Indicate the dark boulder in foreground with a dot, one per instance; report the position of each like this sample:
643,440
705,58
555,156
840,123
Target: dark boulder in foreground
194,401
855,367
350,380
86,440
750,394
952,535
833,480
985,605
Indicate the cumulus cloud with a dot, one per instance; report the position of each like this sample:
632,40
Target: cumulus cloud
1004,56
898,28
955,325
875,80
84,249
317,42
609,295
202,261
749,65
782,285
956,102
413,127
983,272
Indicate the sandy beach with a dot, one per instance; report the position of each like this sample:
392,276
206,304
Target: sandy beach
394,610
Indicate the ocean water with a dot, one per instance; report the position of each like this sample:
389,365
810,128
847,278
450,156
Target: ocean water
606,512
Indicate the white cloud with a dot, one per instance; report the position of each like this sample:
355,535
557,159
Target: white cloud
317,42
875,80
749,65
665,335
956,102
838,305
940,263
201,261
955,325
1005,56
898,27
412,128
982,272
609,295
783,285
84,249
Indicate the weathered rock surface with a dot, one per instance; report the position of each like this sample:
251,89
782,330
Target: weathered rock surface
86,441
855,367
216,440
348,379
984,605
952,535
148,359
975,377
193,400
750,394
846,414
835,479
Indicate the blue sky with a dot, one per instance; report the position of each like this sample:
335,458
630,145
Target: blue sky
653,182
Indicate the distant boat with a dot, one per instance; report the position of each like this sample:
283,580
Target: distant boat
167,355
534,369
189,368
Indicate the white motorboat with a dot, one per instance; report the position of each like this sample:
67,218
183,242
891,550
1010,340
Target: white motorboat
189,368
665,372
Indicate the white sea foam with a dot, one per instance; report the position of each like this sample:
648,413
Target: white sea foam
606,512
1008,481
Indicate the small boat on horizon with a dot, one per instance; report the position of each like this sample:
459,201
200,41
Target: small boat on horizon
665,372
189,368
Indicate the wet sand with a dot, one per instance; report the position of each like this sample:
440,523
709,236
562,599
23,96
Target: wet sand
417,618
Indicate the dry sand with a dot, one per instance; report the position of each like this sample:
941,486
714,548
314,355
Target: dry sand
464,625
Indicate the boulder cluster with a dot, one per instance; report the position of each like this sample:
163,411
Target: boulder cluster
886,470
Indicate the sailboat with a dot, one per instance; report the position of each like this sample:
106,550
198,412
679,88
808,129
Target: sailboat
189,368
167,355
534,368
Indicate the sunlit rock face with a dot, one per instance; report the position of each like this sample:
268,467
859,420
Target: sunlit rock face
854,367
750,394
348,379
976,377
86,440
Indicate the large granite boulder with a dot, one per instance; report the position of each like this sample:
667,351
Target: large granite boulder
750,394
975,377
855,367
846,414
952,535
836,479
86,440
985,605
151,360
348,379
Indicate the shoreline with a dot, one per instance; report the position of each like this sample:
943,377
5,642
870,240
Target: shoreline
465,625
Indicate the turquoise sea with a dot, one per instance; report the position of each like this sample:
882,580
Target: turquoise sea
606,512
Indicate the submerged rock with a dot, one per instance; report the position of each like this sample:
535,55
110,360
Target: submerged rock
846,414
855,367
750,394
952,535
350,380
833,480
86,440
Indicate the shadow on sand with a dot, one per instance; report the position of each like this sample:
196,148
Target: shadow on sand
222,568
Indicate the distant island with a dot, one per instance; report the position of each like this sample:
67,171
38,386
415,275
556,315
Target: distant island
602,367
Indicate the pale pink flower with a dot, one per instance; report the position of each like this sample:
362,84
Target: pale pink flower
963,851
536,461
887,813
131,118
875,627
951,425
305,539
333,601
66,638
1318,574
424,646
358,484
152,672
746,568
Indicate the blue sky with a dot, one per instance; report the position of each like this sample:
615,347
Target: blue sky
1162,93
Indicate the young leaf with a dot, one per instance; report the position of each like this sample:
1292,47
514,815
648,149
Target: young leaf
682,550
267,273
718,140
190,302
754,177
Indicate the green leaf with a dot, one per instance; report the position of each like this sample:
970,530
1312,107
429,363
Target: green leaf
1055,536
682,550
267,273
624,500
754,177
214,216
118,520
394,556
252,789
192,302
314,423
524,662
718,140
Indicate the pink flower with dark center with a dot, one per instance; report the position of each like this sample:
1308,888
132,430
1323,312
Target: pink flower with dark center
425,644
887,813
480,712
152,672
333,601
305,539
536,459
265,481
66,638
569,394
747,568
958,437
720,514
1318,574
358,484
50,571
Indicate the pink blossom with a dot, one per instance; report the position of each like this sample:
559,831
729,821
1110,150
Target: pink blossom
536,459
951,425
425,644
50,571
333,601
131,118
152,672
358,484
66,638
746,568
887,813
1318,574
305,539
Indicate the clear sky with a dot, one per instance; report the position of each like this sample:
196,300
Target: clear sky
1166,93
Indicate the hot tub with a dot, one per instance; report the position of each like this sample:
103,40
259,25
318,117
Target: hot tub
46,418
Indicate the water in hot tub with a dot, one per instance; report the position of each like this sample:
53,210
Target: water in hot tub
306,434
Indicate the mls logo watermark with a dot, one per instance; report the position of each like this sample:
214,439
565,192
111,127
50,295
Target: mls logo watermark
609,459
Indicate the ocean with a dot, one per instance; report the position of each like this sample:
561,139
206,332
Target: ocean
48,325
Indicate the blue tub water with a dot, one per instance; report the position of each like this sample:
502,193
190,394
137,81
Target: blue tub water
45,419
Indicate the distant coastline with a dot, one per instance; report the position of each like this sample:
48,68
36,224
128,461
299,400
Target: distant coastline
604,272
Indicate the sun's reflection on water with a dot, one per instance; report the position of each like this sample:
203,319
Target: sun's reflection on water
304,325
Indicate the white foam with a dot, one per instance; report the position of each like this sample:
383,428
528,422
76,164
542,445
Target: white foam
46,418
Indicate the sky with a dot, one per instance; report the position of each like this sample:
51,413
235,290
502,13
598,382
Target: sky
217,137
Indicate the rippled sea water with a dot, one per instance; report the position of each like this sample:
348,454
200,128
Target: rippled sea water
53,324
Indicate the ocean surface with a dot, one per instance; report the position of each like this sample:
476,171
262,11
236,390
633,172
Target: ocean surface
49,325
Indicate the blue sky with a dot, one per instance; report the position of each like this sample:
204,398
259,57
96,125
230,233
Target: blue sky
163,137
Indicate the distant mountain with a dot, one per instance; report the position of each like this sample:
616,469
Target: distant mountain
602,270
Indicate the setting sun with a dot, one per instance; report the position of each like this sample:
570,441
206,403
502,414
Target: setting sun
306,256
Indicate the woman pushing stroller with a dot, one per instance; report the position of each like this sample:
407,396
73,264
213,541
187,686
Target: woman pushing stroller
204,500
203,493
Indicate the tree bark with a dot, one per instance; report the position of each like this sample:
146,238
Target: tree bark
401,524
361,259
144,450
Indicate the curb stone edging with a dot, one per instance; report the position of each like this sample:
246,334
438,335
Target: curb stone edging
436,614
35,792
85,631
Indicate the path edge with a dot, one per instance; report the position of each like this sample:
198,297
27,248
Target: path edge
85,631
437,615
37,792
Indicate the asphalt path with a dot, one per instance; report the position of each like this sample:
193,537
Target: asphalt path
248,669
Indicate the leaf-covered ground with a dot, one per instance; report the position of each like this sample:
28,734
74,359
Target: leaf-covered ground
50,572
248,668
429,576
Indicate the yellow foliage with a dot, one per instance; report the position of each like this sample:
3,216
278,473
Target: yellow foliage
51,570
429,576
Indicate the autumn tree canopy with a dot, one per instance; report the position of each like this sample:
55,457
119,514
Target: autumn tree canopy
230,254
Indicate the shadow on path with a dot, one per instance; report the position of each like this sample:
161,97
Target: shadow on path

+++++

Schreiben Sie sämtliche Datensätze oben Zeile für Zeile unverändert ab.

Lösung der Übung:
Indicate the dark boulder in foreground with a dot, one per instance; report the position of each like this sample:
643,440
705,58
555,156
840,123
Target: dark boulder in foreground
194,401
855,367
350,380
86,440
750,394
952,535
833,480
985,605
Indicate the cumulus cloud with a dot, one per instance; report the position of each like this sample:
632,40
Target: cumulus cloud
1004,56
898,28
955,325
875,80
84,249
317,42
609,295
202,261
749,65
782,285
956,102
413,127
983,272
Indicate the sandy beach with a dot, one per instance; report the position of each like this sample:
392,276
206,304
Target: sandy beach
394,610
Indicate the ocean water with a dot, one per instance; report the position of each like this sample:
389,365
810,128
847,278
450,156
Target: ocean water
606,512
Indicate the white cloud with a dot, one per instance; report the position of each like this sample:
355,535
557,159
Target: white cloud
317,42
875,80
749,65
665,335
956,102
838,305
940,263
201,261
955,325
1005,56
898,27
412,128
982,272
609,295
783,285
84,249
Indicate the weathered rock surface with a dot, one per instance; report the position of each like this sample:
251,89
782,330
Target: weathered rock surface
86,441
855,367
216,440
348,379
984,605
952,535
148,359
975,377
193,400
750,394
846,414
835,479
Indicate the blue sky with a dot, one per instance; report the position of each like this sample:
335,458
630,145
Target: blue sky
653,182
Indicate the distant boat with a dot, one per instance; report the position of each like this sample:
283,580
Target: distant boat
167,355
534,369
189,368
Indicate the white motorboat with a dot, one per instance; report the position of each like this sample:
67,218
183,242
891,550
1010,340
Target: white motorboat
189,368
665,372
Indicate the white sea foam with a dot, one per instance; report the position of each like this sample:
648,413
Target: white sea foam
606,512
1008,481
Indicate the small boat on horizon with a dot, one per instance; report the position of each like this sample:
459,201
200,41
Target: small boat on horizon
665,372
189,368
Indicate the wet sand with a dot, one per instance; report the position of each like this sample:
440,523
709,236
562,599
23,96
Target: wet sand
417,618
Indicate the dry sand with a dot, one per instance; report the position of each like this sample:
941,486
714,548
314,355
Target: dry sand
464,625
Indicate the boulder cluster with a dot, one per instance; report the position of each like this sample:
163,411
Target: boulder cluster
886,470
Indicate the sailboat with a dot, one per instance; report the position of each like this sample:
106,550
198,412
679,88
808,129
Target: sailboat
189,368
167,355
534,368
Indicate the sunlit rock face with a dot, one per instance; report the position of each like this sample:
268,467
859,420
Target: sunlit rock face
854,367
750,394
348,379
976,377
86,440
Indicate the large granite boulder with a dot, one per instance; report the position of each like this sample:
667,351
Target: large granite boulder
750,394
975,377
855,367
846,414
952,535
836,479
86,440
985,605
151,360
348,379
Indicate the shoreline with a dot, one per instance; report the position of each like this sample:
943,377
5,642
870,240
Target: shoreline
465,625
Indicate the turquoise sea with a dot, one per instance; report the position of each like this sample:
882,580
Target: turquoise sea
606,512
Indicate the submerged rock with a dot, one per instance; report the position of each like this sample:
535,55
110,360
Target: submerged rock
846,414
855,367
750,394
952,535
350,380
833,480
86,440
Indicate the shadow on sand with a dot, one per instance; report the position of each like this sample:
196,148
Target: shadow on sand
222,568
Indicate the distant island with a dot, one per instance; report the position of each like this sample:
67,171
38,386
415,275
556,315
Target: distant island
602,367
Indicate the pale pink flower with a dot, one per instance; report the position of each like this sample:
362,84
Target: pale pink flower
963,851
536,461
887,813
131,118
875,627
951,425
305,539
333,601
66,638
1318,574
424,646
358,484
152,672
746,568
Indicate the blue sky with a dot, one per instance; report the position of each like this sample:
615,347
Target: blue sky
1162,93
Indicate the young leaf with a dot, one per instance; report the position of each like this sample:
1292,47
514,815
648,149
Target: young leaf
682,550
267,273
718,140
190,302
754,177
Indicate the green leaf with a dot, one per instance; report the position of each like this sample:
970,530
1312,107
429,363
Target: green leaf
1055,536
682,550
267,273
624,500
754,177
214,216
118,520
394,556
252,789
192,302
314,423
524,662
718,140
Indicate the pink flower with dark center with a dot, one per instance; report the position of each like this sample:
1308,888
132,430
1323,312
Target: pink flower with dark center
425,644
887,813
480,712
152,672
333,601
305,539
536,459
265,481
66,638
569,394
747,568
958,437
720,514
1318,574
358,484
50,571
Indicate the pink blossom with a dot, one per instance; report the position of each like this sample:
559,831
729,821
1110,150
Target: pink blossom
536,459
951,425
425,644
50,571
333,601
131,118
152,672
358,484
66,638
746,568
887,813
1318,574
305,539
Indicate the clear sky with a dot, one per instance; report the position of each like this sample:
196,300
Target: clear sky
1166,93
Indicate the hot tub with a dot, one per instance; report the position of each like this sample:
103,40
259,25
318,117
Target: hot tub
46,418
Indicate the water in hot tub with a dot, one per instance; report the position of each like this sample:
53,210
Target: water in hot tub
306,434
Indicate the mls logo watermark with a dot, one per instance; report the position of each like this sample:
214,439
565,192
111,127
50,295
Target: mls logo watermark
609,459
Indicate the ocean with a dot, one per instance; report the position of each like this sample:
561,139
206,332
Target: ocean
48,325
Indicate the blue tub water with a dot, one per instance; report the position of each like this sample:
502,193
190,394
137,81
Target: blue tub water
45,419
Indicate the distant coastline with a dot, one per instance; report the position of each like this sample:
48,68
36,224
128,461
299,400
Target: distant coastline
604,272
Indicate the sun's reflection on water with a dot, one per instance; report the position of each like this sample:
203,319
Target: sun's reflection on water
304,325
Indicate the white foam with a dot, one per instance; report the position of each like this sample:
383,428
528,422
76,164
542,445
Target: white foam
46,418
Indicate the sky with a dot, one per instance; report the position of each like this sample:
51,413
235,290
502,13
598,382
Target: sky
217,137
Indicate the rippled sea water with a dot, one per instance; report the position of each like this sample:
348,454
200,128
Target: rippled sea water
53,324
Indicate the ocean surface with a dot, one per instance; report the position of each like this sample:
476,171
262,11
236,390
633,172
Target: ocean surface
49,325
Indicate the blue sky with a dot, one per instance; report the position of each like this sample:
204,398
259,57
96,125
230,233
Target: blue sky
163,137
Indicate the distant mountain with a dot, one per instance; report the position of each like this sample:
616,469
Target: distant mountain
602,270
Indicate the setting sun with a dot, one per instance; report the position of each like this sample:
570,441
206,403
502,414
Target: setting sun
306,256
Indicate the woman pushing stroller with a dot, one per instance; report the position of each like this sample:
407,396
73,264
213,541
187,686
Target: woman pushing stroller
204,500
203,493
Indicate the tree bark with a dot, one per instance; report the position of each like this sample:
146,238
Target: tree bark
401,524
361,259
144,450
Indicate the curb stone edging with a dot, one per instance; report the position of each like this sample:
246,334
438,335
Target: curb stone edging
436,614
35,792
85,631
Indicate the path edge with a dot, one per instance; report the position of each like this sample:
198,297
27,248
Target: path edge
85,631
437,615
37,792
Indicate the asphalt path with a dot, one per instance; report the position of each like this sample:
193,537
Target: asphalt path
248,669
Indicate the leaf-covered ground with a dot, one per instance; report the position of each like this sample:
28,734
74,359
Target: leaf-covered ground
50,572
248,668
429,576
Indicate the yellow foliage with a dot, one per instance; report the position of each like this sample:
3,216
278,473
Target: yellow foliage
51,570
429,576
Indicate the autumn tree canopy with a dot, one per instance; report the position of each like this sample:
55,457
119,514
Target: autumn tree canopy
230,254
Indicate the shadow on path with a dot, one per instance; report the position of each like this sample:
161,97
Target: shadow on path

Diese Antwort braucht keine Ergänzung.